### Page text
::::::::

Craft spirits in disarray
The current landscape for spirits might be tough for the big players but it’s considerably worse for craft distilleries, which are facing their toughest year yet. The American Craft Spirits Association (ACSA) recently released its Craft Spirits Data Project report, which revealed there are 2,282 active craft distillers.
ACSA chief executive Margie AS Lehrman, clarifies that due to a change in methodology with last year’s report, it could not accurately reveal how many closed, but it is likely a double-digit figure. Explaining the difficulty in calculating closures, she says: “When distilleries close, the last thing that’s on their mind is to tell the TTB [US Alcohol and Tobacco Tax and Trade Bureau], so TTB itself does not have an accurate reporting.”
Several distilleries have closed permanently in the past year, including Montana Distillery, Forge & Foundry in Minnesota, and 52 Eighty Distilling in Colorado.
The report also noted a craft spirits volume drop of 6.1% to 12.7m nine litre cases in 2024 and a value decrease of 3.3% to US$7.58 billion. The main challenge facing craft spirits is the lack of market access, Lehrman warns. “If you can’t get the product in front of the consumers, you’re not going to make sales.” She also notes that wholesalers are under pressure from large brands: “It’s less likely for a wholesaler to pick up a new brand. We’re competing in a truly unfair playing field.”
One major win for craft distillers occurred in October when California granted a one-year extension for the direct-to-consumer (DTC) spirits shipping bill, which was due to expire at the end of 2025. It also grants out-of-state distilleries the ability to ship into California by obtaining a permit. Lehrman’s priority is to ensure that DTC spirits shipping in California, the state with the largest number of craft distillers, is made permanent.

::::::::

### Data records
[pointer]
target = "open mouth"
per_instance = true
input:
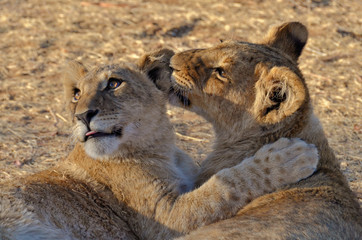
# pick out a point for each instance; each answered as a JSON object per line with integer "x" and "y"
{"x": 94, "y": 134}
{"x": 186, "y": 102}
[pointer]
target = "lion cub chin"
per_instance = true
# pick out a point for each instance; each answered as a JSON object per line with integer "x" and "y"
{"x": 125, "y": 178}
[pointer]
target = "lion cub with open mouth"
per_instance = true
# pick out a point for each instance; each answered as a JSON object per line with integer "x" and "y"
{"x": 123, "y": 180}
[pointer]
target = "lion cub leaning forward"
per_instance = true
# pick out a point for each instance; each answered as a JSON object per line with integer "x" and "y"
{"x": 122, "y": 181}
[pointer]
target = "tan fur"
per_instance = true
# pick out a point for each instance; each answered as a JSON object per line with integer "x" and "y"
{"x": 254, "y": 94}
{"x": 130, "y": 181}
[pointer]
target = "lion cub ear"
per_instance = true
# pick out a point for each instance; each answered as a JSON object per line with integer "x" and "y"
{"x": 279, "y": 94}
{"x": 73, "y": 72}
{"x": 290, "y": 37}
{"x": 156, "y": 65}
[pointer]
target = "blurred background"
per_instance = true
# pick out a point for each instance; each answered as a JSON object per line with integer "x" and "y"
{"x": 38, "y": 37}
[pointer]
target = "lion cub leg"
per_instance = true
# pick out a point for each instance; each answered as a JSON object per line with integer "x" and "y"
{"x": 283, "y": 162}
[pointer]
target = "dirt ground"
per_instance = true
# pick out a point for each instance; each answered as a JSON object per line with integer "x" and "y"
{"x": 38, "y": 37}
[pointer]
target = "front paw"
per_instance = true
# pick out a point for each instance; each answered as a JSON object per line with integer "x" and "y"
{"x": 288, "y": 160}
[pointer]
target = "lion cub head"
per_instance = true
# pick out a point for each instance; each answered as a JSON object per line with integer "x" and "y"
{"x": 258, "y": 83}
{"x": 116, "y": 109}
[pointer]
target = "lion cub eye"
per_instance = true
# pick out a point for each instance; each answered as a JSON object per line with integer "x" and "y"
{"x": 220, "y": 73}
{"x": 76, "y": 96}
{"x": 114, "y": 83}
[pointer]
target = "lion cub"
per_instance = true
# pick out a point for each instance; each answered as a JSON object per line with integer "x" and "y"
{"x": 121, "y": 181}
{"x": 254, "y": 94}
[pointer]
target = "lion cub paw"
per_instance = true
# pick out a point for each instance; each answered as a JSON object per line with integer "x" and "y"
{"x": 288, "y": 161}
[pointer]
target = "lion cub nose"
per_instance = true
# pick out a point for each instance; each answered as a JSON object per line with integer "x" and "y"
{"x": 87, "y": 116}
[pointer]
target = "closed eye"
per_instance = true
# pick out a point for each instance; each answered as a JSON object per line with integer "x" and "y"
{"x": 220, "y": 74}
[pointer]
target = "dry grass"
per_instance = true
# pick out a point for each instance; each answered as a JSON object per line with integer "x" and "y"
{"x": 38, "y": 38}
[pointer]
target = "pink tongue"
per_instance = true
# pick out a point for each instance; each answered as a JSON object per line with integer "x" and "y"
{"x": 90, "y": 133}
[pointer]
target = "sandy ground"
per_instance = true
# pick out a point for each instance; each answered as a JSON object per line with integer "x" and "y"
{"x": 38, "y": 37}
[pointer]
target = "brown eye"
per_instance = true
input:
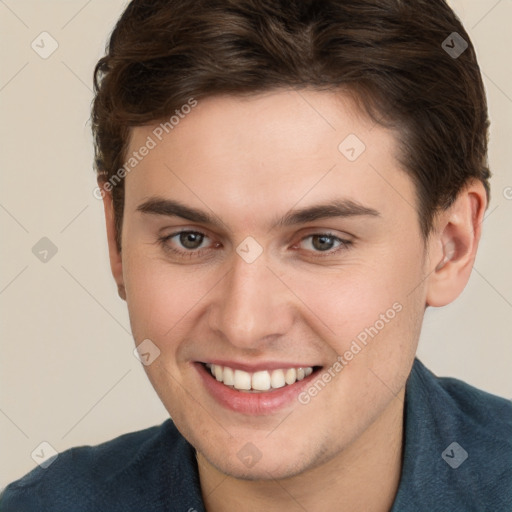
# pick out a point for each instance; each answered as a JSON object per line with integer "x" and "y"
{"x": 323, "y": 242}
{"x": 191, "y": 240}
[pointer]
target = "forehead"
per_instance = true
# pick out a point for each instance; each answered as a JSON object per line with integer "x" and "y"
{"x": 260, "y": 155}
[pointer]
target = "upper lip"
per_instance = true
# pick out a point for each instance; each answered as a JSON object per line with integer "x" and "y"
{"x": 259, "y": 366}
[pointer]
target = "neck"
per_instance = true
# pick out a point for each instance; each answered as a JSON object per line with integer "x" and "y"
{"x": 364, "y": 476}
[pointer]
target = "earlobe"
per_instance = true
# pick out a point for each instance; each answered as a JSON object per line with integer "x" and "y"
{"x": 115, "y": 256}
{"x": 453, "y": 248}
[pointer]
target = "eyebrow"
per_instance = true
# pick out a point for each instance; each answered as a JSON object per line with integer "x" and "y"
{"x": 332, "y": 209}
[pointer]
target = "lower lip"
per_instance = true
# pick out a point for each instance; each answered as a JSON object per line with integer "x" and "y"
{"x": 256, "y": 404}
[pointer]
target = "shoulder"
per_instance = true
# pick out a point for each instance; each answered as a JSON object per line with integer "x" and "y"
{"x": 458, "y": 446}
{"x": 125, "y": 470}
{"x": 456, "y": 404}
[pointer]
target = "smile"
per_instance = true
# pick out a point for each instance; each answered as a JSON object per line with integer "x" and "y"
{"x": 263, "y": 380}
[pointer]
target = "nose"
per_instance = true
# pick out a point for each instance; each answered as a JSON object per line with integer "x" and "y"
{"x": 251, "y": 307}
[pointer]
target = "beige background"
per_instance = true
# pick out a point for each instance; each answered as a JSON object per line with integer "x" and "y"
{"x": 68, "y": 375}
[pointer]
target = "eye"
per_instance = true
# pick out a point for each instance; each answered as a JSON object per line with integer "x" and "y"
{"x": 324, "y": 243}
{"x": 185, "y": 243}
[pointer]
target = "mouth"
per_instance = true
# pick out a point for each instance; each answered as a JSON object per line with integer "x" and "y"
{"x": 260, "y": 381}
{"x": 260, "y": 392}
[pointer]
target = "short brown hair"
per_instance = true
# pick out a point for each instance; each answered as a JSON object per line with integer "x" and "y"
{"x": 388, "y": 54}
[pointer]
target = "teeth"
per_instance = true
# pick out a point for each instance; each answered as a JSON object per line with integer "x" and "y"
{"x": 258, "y": 381}
{"x": 242, "y": 379}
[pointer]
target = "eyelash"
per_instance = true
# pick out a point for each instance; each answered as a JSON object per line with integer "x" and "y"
{"x": 163, "y": 241}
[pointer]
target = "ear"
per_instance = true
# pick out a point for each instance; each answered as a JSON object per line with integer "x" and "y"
{"x": 116, "y": 261}
{"x": 453, "y": 245}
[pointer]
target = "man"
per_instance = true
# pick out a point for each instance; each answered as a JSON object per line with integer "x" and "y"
{"x": 287, "y": 187}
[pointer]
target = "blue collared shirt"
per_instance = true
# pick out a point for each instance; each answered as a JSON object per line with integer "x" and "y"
{"x": 457, "y": 458}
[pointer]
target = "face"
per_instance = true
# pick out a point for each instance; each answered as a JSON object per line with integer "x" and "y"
{"x": 260, "y": 244}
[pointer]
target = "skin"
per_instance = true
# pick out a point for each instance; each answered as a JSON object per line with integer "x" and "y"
{"x": 248, "y": 162}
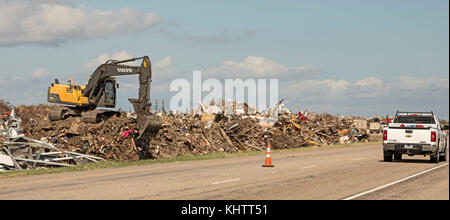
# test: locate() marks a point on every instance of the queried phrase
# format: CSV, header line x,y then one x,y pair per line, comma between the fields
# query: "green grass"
x,y
117,164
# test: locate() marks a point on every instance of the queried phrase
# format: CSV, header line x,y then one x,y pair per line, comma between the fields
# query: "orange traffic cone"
x,y
268,159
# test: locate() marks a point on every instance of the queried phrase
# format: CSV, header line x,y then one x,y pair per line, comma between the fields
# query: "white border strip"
x,y
393,183
227,181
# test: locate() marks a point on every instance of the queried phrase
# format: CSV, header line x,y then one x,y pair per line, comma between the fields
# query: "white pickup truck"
x,y
415,133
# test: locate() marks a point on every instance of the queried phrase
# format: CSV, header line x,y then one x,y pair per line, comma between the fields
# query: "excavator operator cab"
x,y
110,93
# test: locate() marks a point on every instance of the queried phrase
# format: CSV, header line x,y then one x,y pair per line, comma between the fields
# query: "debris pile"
x,y
182,134
20,152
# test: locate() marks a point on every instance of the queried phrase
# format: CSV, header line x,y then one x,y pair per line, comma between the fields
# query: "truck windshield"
x,y
414,120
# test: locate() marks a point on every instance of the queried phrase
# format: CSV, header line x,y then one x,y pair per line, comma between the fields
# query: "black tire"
x,y
387,156
397,156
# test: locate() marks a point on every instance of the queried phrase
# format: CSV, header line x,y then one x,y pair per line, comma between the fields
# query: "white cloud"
x,y
260,67
420,83
53,22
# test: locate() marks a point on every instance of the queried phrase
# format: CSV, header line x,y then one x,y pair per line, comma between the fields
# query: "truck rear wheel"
x,y
387,156
443,156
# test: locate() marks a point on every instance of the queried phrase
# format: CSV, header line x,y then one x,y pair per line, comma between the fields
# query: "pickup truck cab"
x,y
415,133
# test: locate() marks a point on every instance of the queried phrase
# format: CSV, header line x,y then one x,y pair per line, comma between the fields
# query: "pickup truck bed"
x,y
415,134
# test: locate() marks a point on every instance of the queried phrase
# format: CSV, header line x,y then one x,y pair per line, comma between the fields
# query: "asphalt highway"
x,y
349,172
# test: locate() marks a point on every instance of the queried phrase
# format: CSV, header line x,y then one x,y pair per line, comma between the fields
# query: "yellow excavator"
x,y
100,91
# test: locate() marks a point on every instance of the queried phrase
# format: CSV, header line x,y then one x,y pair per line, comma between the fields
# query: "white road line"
x,y
393,183
309,167
358,159
226,181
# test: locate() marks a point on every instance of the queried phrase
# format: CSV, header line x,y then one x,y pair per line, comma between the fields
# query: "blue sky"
x,y
367,51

::::::::

### Problem to solve
Extract the full craft spirits article word for word, from its heading to its last sentence. Work only from the craft spirits article.

### Solution to the exercise
Craft spirits in disarray
The current landscape for spirits might be tough for the big players but it’s considerably worse for craft distilleries, which are facing their toughest year yet. The American Craft Spirits Association (ACSA) recently released its Craft Spirits Data Project report, which revealed there are 2,282 active craft distillers.
ACSA chief executive Margie AS Lehrman, clarifies that due to a change in methodology with last year’s report, it could not accurately reveal how many closed, but it is likely a double-digit figure. Explaining the difficulty in calculating closures, she says: “When distilleries close, the last thing that’s on their mind is to tell the TTB [US Alcohol and Tobacco Tax and Trade Bureau], so TTB itself does not have an accurate reporting.”
Several distilleries have closed permanently in the past year, including Montana Distillery, Forge & Foundry in Minnesota, and 52 Eighty Distilling in Colorado.
The report also noted a craft spirits volume drop of 6.1% to 12.7m nine litre cases in 2024 and a value decrease of 3.3% to US$7.58 billion. The main challenge facing craft spirits is the lack of market access, Lehrman warns. “If you can’t get the product in front of the consumers, you’re not going to make sales.” She also notes that wholesalers are under pressure from large brands: “It’s less likely for a wholesaler to pick up a new brand. We’re competing in a truly unfair playing field.”
One major win for craft distillers occurred in October when California granted a one-year extension for the direct-to-consumer (DTC) spirits shipping bill, which was due to expire at the end of 2025. It also grants out-of-state distilleries the ability to ship into California by obtaining a permit. Lehrman’s priority is to ensure that DTC spirits shipping in California, the state with the largest number of craft distillers, is made permanent.